+++ Source text

Their fight is my fight too
By Aseret | From : Guatemala | School : Boston Leadership Community AcademyI thought that my mother didn’t love me and that was why she left. When I was a kid I could not understand why my mom wasn’t with me. It was sad that she wasn’t with me on my birthday or Christmas. I remember crying next to the window waiting for my mom and my dad to come back.
My name is Aseret Laparra. I am a proud immigrant from Guatemala. I moved to the U.S. two years ago to see my mom for the “first time” after twelve years. I am from a country where the are no jobs. My mom was a single mother. She had the responsibility to give food to two kids, but she couldn’t. So my mom decided to move to the U.S. to leave her son and daughter and live as an undocumented immigrant.
I lived with my grandparents. My grandfather had cancer and my grandmother decided to take care of him at home. It was hard for me to see the only man I can call father dying in my house. Then he had a stroke and he forgot almost everything. He couldn’t stand up or walk, he could say just some worlds like food, water, mom. Sometimes we woke up at night crying and asking for his mom, and I had the responsibility to go and tell him “Your mom is dead.” I was seven years-old and it was heartbreaking every time I told my grandfather that he wasn’t a kid anymore and that his mom was dead. His eyes were always full of tears and he used to cry for his mom. It wasn’t easy to explain who I was to him. He forgot me and every time I had to introduce myself, over and over again. My grandfather was this big man; he was a teacher, he was strong, he was kind, he had a lot of friends, everyone knew him and to see him dying in his bed was destroying me.

++++++
+++ Information

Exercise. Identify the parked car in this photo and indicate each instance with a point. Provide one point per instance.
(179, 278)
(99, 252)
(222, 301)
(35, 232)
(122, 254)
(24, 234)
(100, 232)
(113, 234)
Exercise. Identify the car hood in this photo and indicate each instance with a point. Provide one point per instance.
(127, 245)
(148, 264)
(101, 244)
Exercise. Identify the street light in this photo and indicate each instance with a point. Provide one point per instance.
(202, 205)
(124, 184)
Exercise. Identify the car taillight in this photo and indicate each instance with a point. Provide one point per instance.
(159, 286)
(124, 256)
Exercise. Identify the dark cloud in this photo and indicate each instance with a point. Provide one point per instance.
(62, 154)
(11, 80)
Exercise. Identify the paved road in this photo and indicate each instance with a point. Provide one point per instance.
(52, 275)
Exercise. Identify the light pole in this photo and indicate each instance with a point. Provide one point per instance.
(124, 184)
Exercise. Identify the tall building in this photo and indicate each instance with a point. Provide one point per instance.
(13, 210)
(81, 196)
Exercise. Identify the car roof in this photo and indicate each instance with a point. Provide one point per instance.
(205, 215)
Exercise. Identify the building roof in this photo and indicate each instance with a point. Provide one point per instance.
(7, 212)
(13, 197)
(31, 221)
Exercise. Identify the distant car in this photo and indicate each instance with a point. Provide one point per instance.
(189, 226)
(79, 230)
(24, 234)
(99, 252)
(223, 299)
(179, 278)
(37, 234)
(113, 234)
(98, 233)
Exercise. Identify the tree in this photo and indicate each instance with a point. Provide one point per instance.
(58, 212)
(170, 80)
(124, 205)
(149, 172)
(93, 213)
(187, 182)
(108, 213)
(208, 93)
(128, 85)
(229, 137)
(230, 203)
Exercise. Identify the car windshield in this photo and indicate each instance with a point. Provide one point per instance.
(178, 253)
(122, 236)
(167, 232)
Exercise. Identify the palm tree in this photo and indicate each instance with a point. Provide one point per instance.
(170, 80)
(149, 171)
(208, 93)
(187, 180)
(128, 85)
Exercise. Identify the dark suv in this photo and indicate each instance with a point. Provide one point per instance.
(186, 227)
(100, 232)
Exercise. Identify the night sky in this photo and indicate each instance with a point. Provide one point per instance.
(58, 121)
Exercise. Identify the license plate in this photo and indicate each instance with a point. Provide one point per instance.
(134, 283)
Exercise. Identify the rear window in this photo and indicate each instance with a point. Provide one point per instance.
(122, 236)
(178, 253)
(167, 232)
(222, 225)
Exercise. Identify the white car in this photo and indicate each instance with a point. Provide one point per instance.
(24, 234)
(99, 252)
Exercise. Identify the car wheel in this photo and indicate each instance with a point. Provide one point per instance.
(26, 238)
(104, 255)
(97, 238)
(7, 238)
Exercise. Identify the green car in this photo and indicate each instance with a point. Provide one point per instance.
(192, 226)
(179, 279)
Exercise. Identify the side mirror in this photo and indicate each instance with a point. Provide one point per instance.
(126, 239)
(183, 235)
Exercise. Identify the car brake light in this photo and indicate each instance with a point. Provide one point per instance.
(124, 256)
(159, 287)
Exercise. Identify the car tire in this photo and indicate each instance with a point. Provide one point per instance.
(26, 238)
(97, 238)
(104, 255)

++++++

Using the information>
• A. List the words the essay says the grandfather could still say after his stroke.
• B. Transcribe the essay word for word, starting at "Their fight is" and ending at "to come back.".
The records are separate material and have no connection to the essay.

Answers for the tasks>
• A. food, water, mom

• B.
Their fight is my fight too
By Aseret | From : Guatemala | School : Boston Leadership Community AcademyI thought that my mother didn’t love me and that was why she left. When I was a kid I could not understand why my mom wasn’t with me. It was sad that she wasn’t with me on my birthday or Christmas. I remember crying next to the window waiting for my mom and my dad to come back.